# Page excerpt:
• • •

The sudden safety alert from America’s drugs regulator,
the Food and Drug Administration (FDA), about the diabetes drug Avandia leaves
two vital questions unanswered. The
alert follows a study that has discovered that Avandia (rosiglitazone)
increases the risk of heart attack by 45 per cent.
Why, in the first place, did the drug get approved? It is part of a family of drugs known as
thiazolidinediones, which were discredited in the earliest stages of their
development. Another thiazolidinedione, muraglitazar, was withdrawn from the
licensing process after early trials found it increased the chances of heart
attack. On hearing the news, other drug
manufacturers abandoned the development of their own thiazolidinedione.
So how did GlaxoSmithKline’s Avandia slip through the
net?
The second question concerns ongoing safety
checking. It’s well known that
diabetics are much more prone to heart disease; it’s also known that the
thiazolidinediones increase that risk further.
So why is it that in the eight years since approval, GSK has not
undertaken a major study into Avandia’s safety?
In the event, it took two researchers from the Cleveland
Clinic to review 42 small studies to come up with the alarming – but hardly
surprising – conclusion about the drug’s dangers.
Avandia is one of the most popular of the drugs for
treating type II diabetes. It’s not
known exactly how many prescriptions have been written for the drug, but GSK
reveals that the drug’s quarterly sales stand at £414m, or £1.65bn a year, so
it’s reasonable to assume that millions of tablets have been swallowed.
This beggars a third and final question: just how many
people have died because of Avandia, and all the time the doctor was blaming
the diabetes?
(Source: New England Journal of Medicine, May 21,
2007, published online as: 10.1056/NEJMoa072761).

• • •

[Source records]

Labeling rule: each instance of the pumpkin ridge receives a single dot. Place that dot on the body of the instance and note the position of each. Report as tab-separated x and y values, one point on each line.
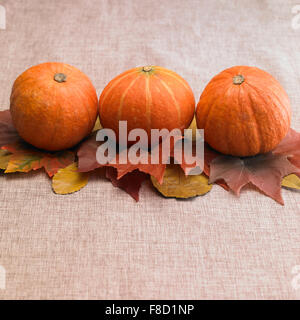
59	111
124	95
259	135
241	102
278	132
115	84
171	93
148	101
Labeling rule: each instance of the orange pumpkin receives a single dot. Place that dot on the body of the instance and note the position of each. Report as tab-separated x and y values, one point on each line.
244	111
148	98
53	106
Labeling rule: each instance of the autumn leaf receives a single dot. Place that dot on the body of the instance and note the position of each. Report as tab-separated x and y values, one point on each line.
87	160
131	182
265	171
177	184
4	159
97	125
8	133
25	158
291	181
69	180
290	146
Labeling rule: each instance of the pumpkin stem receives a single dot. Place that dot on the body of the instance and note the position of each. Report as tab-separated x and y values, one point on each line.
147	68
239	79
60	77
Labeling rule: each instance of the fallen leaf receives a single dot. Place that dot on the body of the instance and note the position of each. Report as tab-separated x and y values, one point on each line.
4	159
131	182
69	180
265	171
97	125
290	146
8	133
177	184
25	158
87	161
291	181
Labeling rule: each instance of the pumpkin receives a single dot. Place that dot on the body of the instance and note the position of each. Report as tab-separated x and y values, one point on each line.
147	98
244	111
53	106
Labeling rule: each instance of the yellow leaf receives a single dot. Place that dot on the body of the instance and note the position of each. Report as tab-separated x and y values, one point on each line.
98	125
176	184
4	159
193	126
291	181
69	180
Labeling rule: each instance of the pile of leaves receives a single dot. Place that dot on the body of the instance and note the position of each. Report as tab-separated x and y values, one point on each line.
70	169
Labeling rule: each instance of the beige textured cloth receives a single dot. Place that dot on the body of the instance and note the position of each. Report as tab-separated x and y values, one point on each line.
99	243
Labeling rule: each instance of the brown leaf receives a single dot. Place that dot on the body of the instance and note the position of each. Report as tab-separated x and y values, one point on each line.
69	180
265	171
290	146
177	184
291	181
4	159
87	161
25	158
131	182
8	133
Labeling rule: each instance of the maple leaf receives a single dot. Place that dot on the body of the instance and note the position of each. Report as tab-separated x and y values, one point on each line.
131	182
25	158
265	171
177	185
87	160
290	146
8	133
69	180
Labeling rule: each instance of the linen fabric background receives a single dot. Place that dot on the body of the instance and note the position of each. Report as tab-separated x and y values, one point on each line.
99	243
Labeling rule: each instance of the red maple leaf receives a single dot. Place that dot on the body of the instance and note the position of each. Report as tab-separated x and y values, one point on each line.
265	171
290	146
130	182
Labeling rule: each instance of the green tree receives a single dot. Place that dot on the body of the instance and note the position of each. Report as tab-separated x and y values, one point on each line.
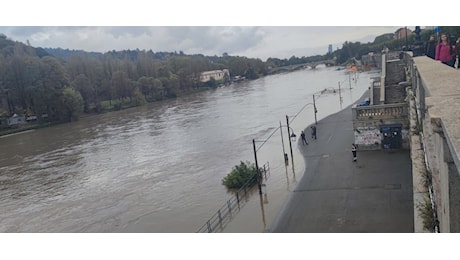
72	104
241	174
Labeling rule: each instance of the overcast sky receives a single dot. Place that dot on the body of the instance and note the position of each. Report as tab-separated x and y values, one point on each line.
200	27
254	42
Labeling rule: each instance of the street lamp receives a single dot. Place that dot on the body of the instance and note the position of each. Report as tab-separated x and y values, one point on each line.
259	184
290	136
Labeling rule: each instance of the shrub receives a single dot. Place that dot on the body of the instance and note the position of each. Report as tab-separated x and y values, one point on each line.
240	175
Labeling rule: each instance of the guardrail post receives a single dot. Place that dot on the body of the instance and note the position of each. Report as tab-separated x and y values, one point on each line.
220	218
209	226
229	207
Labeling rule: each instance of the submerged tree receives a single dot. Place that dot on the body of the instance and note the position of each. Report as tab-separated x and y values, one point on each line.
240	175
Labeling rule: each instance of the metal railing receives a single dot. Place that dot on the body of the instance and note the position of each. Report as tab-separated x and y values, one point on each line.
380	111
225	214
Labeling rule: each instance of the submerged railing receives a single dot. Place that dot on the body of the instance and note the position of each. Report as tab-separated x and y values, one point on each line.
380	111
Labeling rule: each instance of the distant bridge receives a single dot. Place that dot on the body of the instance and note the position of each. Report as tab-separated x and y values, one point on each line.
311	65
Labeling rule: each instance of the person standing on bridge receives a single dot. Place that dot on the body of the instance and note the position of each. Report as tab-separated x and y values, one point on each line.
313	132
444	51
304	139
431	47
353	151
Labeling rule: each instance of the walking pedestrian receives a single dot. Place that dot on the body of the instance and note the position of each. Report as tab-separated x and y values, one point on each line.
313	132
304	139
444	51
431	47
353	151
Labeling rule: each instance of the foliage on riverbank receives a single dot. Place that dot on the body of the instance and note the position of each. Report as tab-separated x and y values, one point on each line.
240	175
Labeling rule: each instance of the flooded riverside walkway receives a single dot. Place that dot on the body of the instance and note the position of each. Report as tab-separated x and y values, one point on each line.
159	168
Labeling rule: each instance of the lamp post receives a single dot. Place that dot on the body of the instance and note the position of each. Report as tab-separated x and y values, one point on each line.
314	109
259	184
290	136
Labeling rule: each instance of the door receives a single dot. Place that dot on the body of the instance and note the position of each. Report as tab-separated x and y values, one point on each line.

• • •

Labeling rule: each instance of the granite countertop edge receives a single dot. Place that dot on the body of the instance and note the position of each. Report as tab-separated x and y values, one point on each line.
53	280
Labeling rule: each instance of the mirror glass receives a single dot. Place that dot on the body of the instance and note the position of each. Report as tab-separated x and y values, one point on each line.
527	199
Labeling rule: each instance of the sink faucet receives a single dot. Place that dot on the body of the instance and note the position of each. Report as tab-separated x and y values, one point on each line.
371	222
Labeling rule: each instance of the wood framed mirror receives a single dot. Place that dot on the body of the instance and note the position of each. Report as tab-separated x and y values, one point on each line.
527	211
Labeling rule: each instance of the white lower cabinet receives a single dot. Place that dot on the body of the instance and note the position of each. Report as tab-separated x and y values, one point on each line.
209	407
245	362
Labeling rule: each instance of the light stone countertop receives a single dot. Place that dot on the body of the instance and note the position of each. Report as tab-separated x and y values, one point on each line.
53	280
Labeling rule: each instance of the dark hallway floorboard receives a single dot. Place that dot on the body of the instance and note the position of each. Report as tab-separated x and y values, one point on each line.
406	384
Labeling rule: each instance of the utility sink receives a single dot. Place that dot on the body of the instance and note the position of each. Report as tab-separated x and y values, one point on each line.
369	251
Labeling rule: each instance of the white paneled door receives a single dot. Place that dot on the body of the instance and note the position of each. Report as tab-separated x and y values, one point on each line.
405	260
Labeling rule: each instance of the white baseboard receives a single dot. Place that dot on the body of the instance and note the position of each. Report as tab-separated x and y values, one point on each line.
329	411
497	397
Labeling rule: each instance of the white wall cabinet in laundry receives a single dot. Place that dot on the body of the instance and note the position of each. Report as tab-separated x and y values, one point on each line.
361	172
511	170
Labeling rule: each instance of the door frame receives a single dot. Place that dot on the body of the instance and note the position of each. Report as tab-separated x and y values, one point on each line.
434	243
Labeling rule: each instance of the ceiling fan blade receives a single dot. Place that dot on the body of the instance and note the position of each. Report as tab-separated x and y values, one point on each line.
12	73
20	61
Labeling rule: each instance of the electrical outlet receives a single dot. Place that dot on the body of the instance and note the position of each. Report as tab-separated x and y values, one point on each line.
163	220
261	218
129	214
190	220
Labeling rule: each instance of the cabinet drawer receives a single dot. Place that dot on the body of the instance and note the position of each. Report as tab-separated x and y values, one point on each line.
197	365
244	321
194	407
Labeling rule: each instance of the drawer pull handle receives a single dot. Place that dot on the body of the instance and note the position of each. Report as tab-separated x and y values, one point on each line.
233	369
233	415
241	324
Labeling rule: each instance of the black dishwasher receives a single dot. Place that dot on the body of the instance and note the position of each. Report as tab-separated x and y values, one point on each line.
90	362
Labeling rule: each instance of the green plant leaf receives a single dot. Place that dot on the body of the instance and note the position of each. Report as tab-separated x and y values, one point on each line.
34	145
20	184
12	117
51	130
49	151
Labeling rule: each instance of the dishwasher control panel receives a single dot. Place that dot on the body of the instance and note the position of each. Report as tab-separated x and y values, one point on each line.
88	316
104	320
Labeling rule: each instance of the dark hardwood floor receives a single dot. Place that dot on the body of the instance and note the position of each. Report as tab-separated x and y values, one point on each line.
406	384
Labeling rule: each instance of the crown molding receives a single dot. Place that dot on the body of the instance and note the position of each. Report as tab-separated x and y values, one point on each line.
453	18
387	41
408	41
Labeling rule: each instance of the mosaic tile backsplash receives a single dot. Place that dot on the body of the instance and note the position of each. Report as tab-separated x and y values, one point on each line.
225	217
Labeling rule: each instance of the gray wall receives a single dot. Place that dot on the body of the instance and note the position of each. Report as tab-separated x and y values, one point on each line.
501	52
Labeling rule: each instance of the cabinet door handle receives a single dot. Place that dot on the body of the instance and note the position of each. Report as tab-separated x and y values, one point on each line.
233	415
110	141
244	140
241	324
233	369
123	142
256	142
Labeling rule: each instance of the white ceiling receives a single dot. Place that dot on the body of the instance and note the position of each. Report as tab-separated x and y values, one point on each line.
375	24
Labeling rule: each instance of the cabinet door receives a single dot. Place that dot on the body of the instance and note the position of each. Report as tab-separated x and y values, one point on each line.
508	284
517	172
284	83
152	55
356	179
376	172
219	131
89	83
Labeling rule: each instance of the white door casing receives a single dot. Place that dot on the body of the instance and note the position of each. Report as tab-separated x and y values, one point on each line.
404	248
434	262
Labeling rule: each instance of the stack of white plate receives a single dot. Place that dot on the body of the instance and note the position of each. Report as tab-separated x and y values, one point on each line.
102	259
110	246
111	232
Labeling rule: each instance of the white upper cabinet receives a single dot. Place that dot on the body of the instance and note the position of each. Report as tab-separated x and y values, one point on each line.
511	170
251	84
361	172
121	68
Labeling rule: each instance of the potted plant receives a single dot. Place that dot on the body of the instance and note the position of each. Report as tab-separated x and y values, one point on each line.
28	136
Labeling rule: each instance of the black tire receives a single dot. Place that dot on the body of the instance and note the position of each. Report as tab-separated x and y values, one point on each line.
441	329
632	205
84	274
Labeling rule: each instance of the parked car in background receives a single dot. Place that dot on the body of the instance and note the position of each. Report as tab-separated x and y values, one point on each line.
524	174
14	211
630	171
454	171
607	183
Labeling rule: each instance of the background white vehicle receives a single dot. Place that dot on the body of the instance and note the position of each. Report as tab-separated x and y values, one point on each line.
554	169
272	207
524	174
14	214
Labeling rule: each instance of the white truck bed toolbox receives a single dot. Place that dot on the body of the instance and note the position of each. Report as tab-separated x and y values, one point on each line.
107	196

• • •

# Instructions for the task:
Rewrite the text on Avandia starting with "In the event, it" and going on through "the drug’s dangers.", putting "a pair of researchers" wherever "two researchers" appears.

# Answer:
In the event, it took a pair of researchers from the Cleveland
Clinic to review 42 small studies to come up with the alarming – but hardly
surprising – conclusion about the drug’s dangers.